Task to carry out:
Please count the lines in the data below that contain the string "piece" and reply with that number alone.

Data lines:
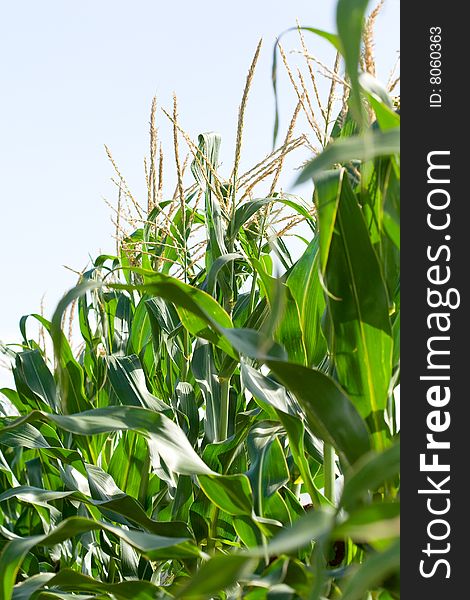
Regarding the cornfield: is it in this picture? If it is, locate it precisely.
[0,0,400,600]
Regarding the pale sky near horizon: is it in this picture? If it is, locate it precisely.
[0,0,399,387]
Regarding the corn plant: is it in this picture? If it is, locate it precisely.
[0,0,400,600]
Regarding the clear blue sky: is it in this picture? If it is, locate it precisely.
[0,0,399,385]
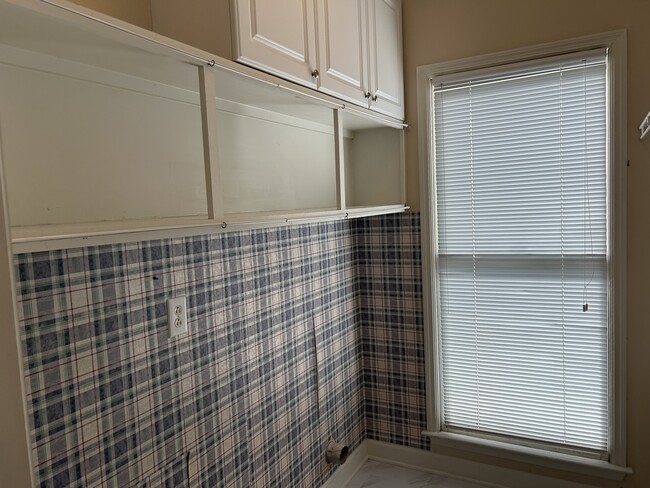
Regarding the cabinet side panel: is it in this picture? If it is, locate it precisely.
[0,119,32,488]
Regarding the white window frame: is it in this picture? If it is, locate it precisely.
[417,30,632,480]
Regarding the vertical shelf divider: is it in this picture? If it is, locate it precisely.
[199,66,224,220]
[333,108,347,210]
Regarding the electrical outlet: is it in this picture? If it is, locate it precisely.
[167,297,187,339]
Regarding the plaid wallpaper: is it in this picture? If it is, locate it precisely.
[356,213,429,449]
[15,215,425,488]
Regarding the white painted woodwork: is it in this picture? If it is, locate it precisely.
[345,128,403,207]
[231,0,317,88]
[0,44,206,226]
[199,66,223,220]
[368,0,404,119]
[0,0,406,252]
[317,0,370,106]
[231,0,404,120]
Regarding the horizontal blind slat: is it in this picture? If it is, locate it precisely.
[434,52,607,450]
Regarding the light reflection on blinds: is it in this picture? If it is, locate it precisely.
[434,55,607,451]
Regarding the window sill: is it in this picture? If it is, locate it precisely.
[422,431,632,480]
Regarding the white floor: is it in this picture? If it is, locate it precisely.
[346,461,484,488]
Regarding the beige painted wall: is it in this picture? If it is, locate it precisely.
[151,0,232,59]
[72,0,151,30]
[403,0,650,488]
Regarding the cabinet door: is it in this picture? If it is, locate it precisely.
[368,0,404,119]
[317,0,370,105]
[232,0,317,88]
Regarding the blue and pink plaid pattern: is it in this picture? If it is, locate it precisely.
[15,214,426,488]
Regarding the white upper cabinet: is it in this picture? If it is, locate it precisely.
[368,0,404,119]
[232,0,404,120]
[232,0,318,88]
[317,0,370,105]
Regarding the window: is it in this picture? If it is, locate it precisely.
[420,31,624,476]
[434,50,607,452]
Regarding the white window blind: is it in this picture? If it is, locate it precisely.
[434,53,608,454]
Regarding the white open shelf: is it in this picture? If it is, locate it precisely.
[0,0,405,252]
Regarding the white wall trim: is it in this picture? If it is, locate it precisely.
[364,440,604,488]
[321,440,612,488]
[321,441,368,488]
[417,30,627,467]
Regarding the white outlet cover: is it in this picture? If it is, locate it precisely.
[167,297,187,339]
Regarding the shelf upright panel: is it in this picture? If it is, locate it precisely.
[333,108,347,210]
[199,66,223,220]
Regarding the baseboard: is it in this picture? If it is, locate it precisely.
[321,441,368,488]
[362,440,593,488]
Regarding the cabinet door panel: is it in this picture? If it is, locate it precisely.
[368,0,404,119]
[318,0,369,105]
[233,0,316,88]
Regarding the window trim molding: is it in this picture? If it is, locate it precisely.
[417,30,631,479]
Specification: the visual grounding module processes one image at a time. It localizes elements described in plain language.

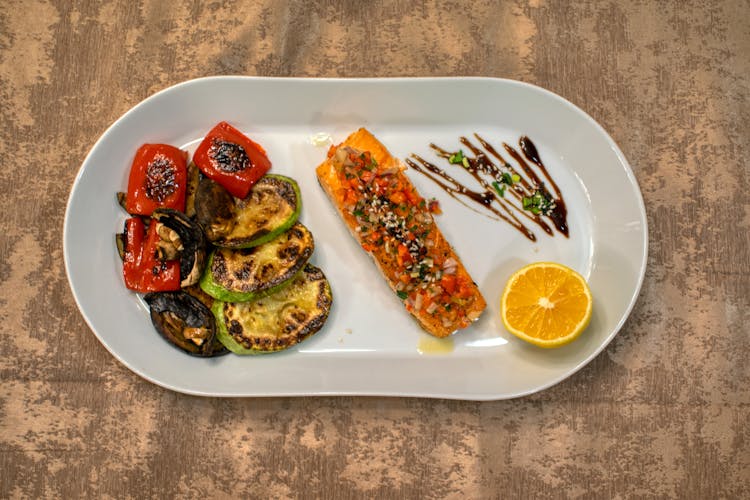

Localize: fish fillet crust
[316,128,486,337]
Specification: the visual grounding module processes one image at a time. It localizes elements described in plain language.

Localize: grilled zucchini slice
[211,264,333,354]
[200,222,315,302]
[194,174,302,248]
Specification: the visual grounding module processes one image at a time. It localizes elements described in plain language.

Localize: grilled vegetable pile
[115,122,333,357]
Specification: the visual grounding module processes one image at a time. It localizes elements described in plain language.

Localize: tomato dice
[193,122,271,198]
[125,144,187,215]
[122,217,180,293]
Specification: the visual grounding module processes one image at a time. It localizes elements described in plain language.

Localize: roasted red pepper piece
[125,144,187,215]
[193,122,271,198]
[122,217,180,293]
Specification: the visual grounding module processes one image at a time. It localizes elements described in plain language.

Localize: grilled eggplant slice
[200,222,315,302]
[194,174,302,248]
[211,264,333,354]
[152,208,206,287]
[143,291,226,357]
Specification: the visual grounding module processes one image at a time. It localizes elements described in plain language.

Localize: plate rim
[63,75,649,401]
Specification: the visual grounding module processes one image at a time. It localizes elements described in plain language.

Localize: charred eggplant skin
[143,291,226,357]
[195,174,302,248]
[200,222,315,302]
[152,208,206,288]
[211,264,333,355]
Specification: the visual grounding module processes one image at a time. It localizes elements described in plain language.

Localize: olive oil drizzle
[406,133,569,241]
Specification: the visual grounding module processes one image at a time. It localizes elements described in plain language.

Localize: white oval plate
[64,77,647,400]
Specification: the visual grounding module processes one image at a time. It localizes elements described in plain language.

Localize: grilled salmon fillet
[316,128,487,337]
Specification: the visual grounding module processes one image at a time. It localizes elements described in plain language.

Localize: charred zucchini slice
[200,222,315,302]
[194,174,302,248]
[211,264,333,354]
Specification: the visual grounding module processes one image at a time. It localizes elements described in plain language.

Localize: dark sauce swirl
[406,134,569,241]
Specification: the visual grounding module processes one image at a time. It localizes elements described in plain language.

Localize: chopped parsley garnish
[448,149,465,165]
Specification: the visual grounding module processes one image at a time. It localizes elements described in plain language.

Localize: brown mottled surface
[0,0,750,498]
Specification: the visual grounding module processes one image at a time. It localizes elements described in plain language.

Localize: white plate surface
[64,77,648,400]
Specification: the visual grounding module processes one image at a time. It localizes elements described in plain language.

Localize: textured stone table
[0,0,750,498]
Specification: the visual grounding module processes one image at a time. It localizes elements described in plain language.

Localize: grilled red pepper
[122,217,180,293]
[193,122,271,198]
[125,144,187,215]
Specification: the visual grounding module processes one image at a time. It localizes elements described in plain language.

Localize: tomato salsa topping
[125,144,187,215]
[193,122,271,198]
[329,147,472,324]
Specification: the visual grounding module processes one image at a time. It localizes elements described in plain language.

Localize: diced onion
[414,293,424,311]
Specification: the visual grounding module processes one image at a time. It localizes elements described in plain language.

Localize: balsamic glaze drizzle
[406,133,569,241]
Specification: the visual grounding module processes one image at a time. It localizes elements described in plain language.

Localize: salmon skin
[316,128,487,337]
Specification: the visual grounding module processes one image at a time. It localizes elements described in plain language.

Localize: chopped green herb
[503,172,513,186]
[448,149,464,164]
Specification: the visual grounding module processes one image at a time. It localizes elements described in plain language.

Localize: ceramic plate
[64,77,647,400]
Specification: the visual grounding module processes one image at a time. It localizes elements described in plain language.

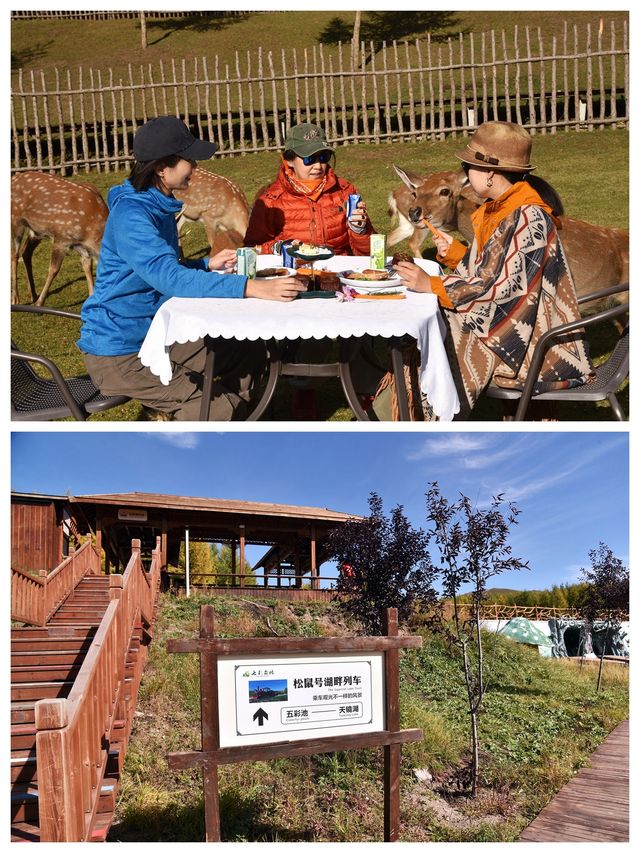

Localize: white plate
[255,267,296,281]
[351,285,407,296]
[340,274,401,290]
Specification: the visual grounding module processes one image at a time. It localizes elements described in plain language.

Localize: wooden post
[35,699,84,841]
[311,524,318,589]
[238,524,245,587]
[384,607,401,841]
[200,604,220,841]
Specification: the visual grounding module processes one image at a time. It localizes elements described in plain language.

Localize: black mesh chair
[11,305,130,421]
[485,284,629,421]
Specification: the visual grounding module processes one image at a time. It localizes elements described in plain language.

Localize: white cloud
[407,433,493,461]
[152,431,201,450]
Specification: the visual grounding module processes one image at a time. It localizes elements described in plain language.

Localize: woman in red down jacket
[244,123,373,255]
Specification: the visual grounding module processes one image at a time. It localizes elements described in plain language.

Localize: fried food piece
[391,252,415,267]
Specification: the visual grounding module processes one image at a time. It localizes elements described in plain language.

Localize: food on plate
[344,269,389,281]
[296,267,341,291]
[256,267,289,278]
[391,252,415,267]
[290,240,331,257]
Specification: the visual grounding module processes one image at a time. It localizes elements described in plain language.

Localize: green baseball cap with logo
[284,122,333,157]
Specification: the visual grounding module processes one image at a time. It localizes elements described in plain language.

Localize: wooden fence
[35,540,161,841]
[11,21,629,175]
[11,9,250,21]
[11,541,100,625]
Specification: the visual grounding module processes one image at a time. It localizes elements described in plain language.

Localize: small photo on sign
[249,678,287,702]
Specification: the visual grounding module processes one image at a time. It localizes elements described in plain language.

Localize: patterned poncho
[432,183,593,414]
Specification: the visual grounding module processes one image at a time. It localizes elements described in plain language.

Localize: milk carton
[236,246,258,278]
[369,234,387,270]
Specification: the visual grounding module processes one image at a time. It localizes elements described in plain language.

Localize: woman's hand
[347,201,367,231]
[393,261,432,293]
[244,277,307,302]
[433,229,453,258]
[209,249,236,272]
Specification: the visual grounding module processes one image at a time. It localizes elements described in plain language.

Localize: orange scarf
[471,181,562,252]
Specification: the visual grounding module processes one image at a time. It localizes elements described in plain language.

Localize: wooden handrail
[35,540,161,842]
[11,540,100,625]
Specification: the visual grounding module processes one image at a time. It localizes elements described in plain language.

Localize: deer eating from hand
[387,166,629,302]
[11,172,109,305]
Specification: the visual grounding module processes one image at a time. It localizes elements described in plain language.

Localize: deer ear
[393,163,424,192]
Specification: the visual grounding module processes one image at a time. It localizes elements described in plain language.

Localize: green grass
[11,10,629,80]
[108,595,628,842]
[12,129,629,421]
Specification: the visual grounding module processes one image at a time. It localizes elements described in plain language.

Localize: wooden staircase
[11,543,159,841]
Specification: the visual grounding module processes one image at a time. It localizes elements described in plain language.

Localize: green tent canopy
[498,616,553,647]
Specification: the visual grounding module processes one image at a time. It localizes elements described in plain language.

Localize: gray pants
[84,338,266,421]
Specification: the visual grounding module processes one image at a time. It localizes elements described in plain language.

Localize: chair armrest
[11,349,87,421]
[578,281,629,305]
[514,300,629,420]
[11,305,81,320]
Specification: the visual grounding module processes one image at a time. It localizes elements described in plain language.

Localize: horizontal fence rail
[11,21,629,175]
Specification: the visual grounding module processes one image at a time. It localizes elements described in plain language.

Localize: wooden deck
[520,720,629,842]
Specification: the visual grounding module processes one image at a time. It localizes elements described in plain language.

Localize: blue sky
[11,429,629,589]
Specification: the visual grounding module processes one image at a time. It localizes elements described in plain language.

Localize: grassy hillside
[109,596,628,842]
[11,10,629,79]
[12,130,629,421]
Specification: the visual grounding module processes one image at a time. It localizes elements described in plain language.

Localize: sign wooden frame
[167,604,422,841]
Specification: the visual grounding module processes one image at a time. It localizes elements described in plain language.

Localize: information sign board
[218,652,385,747]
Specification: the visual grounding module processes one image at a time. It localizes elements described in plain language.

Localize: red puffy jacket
[244,166,373,255]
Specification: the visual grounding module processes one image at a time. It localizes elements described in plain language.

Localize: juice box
[369,234,387,270]
[236,246,258,278]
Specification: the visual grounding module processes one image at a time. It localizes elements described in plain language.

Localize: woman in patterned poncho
[388,121,593,418]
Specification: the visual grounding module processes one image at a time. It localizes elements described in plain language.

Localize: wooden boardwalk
[520,720,629,842]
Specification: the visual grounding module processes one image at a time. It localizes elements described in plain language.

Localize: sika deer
[387,166,629,302]
[11,172,109,305]
[174,167,249,252]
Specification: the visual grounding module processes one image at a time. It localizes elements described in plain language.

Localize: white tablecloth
[139,255,459,421]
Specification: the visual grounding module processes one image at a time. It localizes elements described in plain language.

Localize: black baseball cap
[133,116,218,163]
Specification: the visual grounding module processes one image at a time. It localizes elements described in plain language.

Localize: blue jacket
[78,180,247,355]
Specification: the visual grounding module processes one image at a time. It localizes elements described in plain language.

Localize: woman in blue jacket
[78,116,306,420]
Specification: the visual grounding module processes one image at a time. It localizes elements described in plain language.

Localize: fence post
[35,699,84,841]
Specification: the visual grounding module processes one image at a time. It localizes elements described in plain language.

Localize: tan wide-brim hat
[456,121,535,172]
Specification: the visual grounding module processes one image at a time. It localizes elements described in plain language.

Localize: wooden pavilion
[12,492,357,598]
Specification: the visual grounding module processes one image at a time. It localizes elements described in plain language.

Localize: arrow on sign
[253,708,269,726]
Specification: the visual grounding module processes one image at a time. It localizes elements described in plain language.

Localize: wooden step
[11,625,96,643]
[89,813,113,841]
[11,663,81,684]
[11,821,40,842]
[11,681,73,701]
[11,749,38,784]
[11,702,36,723]
[11,643,90,667]
[11,723,37,750]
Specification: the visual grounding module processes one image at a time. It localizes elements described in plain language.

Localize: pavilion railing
[11,540,100,625]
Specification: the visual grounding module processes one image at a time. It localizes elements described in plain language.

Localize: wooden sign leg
[200,604,220,841]
[384,607,400,841]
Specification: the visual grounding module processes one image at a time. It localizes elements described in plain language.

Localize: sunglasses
[302,151,331,166]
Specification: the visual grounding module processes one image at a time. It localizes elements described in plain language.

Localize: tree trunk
[596,622,611,693]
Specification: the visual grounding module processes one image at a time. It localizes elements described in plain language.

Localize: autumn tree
[426,483,528,797]
[328,492,436,634]
[579,542,629,691]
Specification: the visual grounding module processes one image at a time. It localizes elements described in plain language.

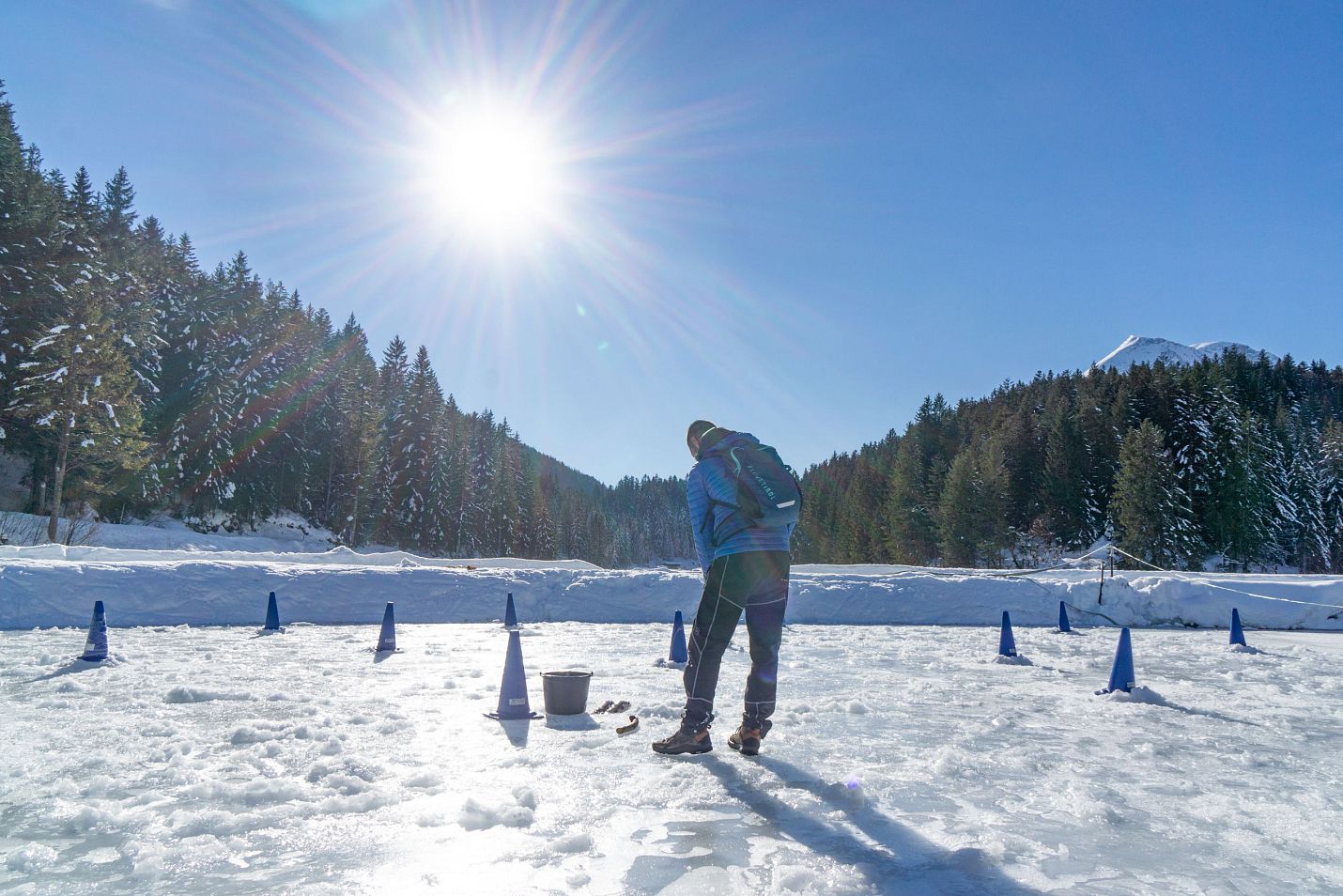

Solution for this exercise:
2